» **Exercise task A**
From the retail pricing guide, copy the passage from "Pricing is the" to "and highly profitable." word for word.
» **Exercise task B**
Summarize the retail pricing guide in two sentences.

» **Given text**
===

Most 'retail price' explanations are one sentence long and useless. Real pricing decisions involve cost breakdown, margin targets, competitive anchoring, and psychology — and getting them right is the difference between a profitable store and a dying one.

Pricing is the most powerful lever in your business, yet it is the one founders guess at the most. Most sellers set prices by gut feel or by copying competitors, and it costs them everything. They look at what others are charging, apply a generic multiplier to their product cost, and hope there is enough money left over at the end of the month to pay themselves. This is not a strategy. It is a gamble.

In this guide, we are breaking down the exact mechanics of retail pricing. You will learn how to calculate your true costs, the dangerous difference between markup and margin, and the proprietary framework we use at Branvas to help brands set prices that are competitive, psychologically effective, and highly profitable.

What Is Retail Price?

Retail price is the final price a consumer pays for a product when purchasing it from a retailer or direct-to-consumer (DTC) brand. It is the end of the pricing chain, designed to cover all costs of production, marketing, and distribution while leaving a net profit for the seller.

To understand retail price, you have to understand what it is not. Here is how it compares to other common pricing terms:

Price Type Who Sets It What It Represents Typical Use Case
Retail Price Retailer / DTC Brand The final price paid by the end consumer. B2C sales on Shopify, Amazon, or in-store.
Wholesale Price Manufacturer / Brand The bulk price charged to retailers who will resell the item. B2B sales to boutiques or distributors.
MSRP Manufacturer Manufacturer's Suggested Retail Price; a recommended selling price. Used to standardize pricing across different retailers.
Cost Price (COGS) Manufacturer / Supplier The raw cost to produce or acquire one unit of the product. Internal metric used to calculate baseline profitability.

What Is Retail Price?

The Real Components of a Retail Price

The biggest mistake new ecommerce sellers make is the "Cost-Plus Trap." They buy a product for $10, add $10 for profit, and sell it for $20. Then they wonder why they are losing money.

A real retail price must absorb multiple layers of hidden costs before you see a single dollar of profit. If you do not account for these in your pricing model, your margins will vanish.

Cost Component Description Typical Range (%) Notes
COGS Product cost + raw materials + manufacturing labor. 15% – 40% Varies wildly by category (jewelry is low, electronics are high).
Inbound Shipping Freight costs to get the product from the factory to your warehouse. 2% – 5% Often forgotten until the invoice arrives.
Platform Fees The cut taken by Shopify, Amazon, or Etsy. 2% – 15% Shopify is ~2.9% + 30¢ [1]; Amazon averages 15% [2]; Etsy is 6.5% [3].
Payment Processing Fees charged by Stripe, PayPal, or Shop Pay. 2.9% + 30¢ Standard across most major gateways [4].
Packaging & Fulfillment Boxes, inserts, tape, and the labor to pack the order. 3% – 7% Custom branded packaging increases this cost.
Returns & Shrinkage Allowance for refunded items, damaged goods, or lost packages. 5% – 20% The average ecommerce return rate is around 20% [5].
CAC (Customer Acquisition) Paid ads, influencer seeding, and marketing costs to get one sale. 15% – 30% Average ecommerce CAC is $68–$84 [6].

===

» **Records provided**
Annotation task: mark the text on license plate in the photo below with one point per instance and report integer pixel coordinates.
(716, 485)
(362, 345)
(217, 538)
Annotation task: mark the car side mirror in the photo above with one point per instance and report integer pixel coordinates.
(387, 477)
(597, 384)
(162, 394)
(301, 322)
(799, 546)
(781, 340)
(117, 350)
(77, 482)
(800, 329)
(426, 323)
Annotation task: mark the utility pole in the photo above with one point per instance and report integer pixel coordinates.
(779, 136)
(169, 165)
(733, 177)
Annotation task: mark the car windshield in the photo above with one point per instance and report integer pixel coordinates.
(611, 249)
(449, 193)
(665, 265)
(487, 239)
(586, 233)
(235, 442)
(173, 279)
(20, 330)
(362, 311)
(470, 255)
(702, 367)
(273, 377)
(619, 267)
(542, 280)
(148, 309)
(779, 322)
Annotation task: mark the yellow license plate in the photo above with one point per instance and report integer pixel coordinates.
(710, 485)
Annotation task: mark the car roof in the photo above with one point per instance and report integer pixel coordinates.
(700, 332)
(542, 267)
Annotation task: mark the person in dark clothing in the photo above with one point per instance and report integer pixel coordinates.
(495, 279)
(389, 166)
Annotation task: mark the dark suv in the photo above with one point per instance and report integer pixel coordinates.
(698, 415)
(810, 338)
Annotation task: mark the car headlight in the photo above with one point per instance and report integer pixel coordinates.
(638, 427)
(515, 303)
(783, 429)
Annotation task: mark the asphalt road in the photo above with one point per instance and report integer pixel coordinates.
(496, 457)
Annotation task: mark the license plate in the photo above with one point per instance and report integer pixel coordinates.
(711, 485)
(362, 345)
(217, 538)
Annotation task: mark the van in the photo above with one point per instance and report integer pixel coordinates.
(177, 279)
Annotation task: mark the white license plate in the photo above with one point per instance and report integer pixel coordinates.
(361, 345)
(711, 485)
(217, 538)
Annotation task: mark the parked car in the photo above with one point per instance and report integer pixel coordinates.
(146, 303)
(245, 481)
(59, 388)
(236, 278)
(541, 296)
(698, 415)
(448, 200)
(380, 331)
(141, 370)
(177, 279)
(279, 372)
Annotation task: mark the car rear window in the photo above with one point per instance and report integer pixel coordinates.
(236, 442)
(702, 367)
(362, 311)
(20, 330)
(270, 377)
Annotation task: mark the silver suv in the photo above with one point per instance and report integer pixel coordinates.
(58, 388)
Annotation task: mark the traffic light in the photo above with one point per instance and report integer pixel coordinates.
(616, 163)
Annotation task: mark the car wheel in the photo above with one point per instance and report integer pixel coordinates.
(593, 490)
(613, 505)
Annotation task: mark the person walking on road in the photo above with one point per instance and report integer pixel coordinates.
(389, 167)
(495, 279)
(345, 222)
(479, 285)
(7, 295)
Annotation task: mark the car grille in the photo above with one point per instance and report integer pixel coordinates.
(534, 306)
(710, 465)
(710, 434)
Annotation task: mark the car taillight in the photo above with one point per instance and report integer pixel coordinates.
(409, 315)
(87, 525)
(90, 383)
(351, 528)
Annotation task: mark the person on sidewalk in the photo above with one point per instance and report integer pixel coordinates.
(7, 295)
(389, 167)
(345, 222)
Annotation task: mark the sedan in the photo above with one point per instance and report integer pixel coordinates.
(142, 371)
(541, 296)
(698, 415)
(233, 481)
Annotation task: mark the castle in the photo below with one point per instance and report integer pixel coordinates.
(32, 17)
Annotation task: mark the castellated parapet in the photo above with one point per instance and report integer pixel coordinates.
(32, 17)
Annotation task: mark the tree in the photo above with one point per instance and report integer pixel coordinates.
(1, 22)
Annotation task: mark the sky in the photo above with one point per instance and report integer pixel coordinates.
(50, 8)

===

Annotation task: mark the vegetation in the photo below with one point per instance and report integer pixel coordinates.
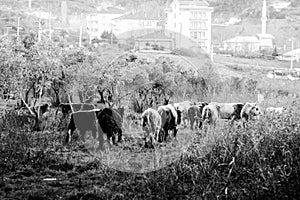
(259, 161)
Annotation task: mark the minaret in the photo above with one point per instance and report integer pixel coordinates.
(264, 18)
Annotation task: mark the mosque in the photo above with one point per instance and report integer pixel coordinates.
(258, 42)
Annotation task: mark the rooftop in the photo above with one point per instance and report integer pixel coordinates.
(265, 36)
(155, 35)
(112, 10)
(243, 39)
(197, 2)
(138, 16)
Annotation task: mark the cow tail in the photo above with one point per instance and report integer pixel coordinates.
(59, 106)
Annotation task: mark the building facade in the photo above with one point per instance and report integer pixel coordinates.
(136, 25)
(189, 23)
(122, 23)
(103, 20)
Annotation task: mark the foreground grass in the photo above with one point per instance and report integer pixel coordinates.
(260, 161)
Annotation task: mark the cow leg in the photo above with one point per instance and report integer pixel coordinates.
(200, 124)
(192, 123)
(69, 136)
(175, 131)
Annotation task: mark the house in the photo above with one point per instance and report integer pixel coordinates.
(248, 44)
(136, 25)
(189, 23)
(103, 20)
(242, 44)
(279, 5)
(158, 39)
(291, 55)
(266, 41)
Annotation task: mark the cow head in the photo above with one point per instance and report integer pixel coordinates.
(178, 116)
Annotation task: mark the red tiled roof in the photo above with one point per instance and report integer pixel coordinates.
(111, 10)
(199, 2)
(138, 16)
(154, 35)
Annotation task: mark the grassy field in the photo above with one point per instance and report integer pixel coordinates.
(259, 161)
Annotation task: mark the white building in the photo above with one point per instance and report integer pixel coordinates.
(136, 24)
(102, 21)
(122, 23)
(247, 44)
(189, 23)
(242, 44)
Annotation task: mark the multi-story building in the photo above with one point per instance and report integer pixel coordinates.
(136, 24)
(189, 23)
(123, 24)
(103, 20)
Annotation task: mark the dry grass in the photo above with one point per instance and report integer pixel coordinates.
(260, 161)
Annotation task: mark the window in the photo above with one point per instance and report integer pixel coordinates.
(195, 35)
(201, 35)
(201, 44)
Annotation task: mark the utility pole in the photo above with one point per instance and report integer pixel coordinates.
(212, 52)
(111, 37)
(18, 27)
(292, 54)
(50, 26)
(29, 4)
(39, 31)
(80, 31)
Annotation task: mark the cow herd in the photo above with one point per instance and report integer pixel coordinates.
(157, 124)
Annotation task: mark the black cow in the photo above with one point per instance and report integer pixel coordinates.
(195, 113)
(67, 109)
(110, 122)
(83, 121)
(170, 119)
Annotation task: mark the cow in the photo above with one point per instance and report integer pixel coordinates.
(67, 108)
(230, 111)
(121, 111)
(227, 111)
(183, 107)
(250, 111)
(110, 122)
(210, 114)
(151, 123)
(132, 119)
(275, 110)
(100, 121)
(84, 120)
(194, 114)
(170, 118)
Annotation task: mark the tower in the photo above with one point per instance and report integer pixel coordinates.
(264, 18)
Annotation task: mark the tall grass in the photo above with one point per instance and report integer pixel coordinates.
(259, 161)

===

» **Solution A**
Pricing is the most powerful lever in your business, yet it is the one founders guess at the most. Most sellers set prices by gut feel or by copying competitors, and it costs them everything. They look at what others are charging, apply a generic multiplier to their product cost, and hope there is enough money left over at the end of the month to pay themselves. This is not a strategy. It is a gamble.

In this guide, we are breaking down the exact mechanics of retail pricing. You will learn how to calculate your true costs, the dangerous difference between markup and margin, and the proprietary framework we use at Branvas to help brands set prices that are competitive, psychologically effective, and highly profitable.

» **Solution B**
Many sellers set prices by gut feel or by copying competitors, yet retail price, the final price a consumer pays, must cover all costs of production, marketing, and distribution while leaving a net profit for the seller. Avoiding the "Cost-Plus Trap" means accounting for hidden costs such as COGS, inbound shipping, platform fees, payment processing, packaging and fulfillment, returns and shrinkage, and customer acquisition.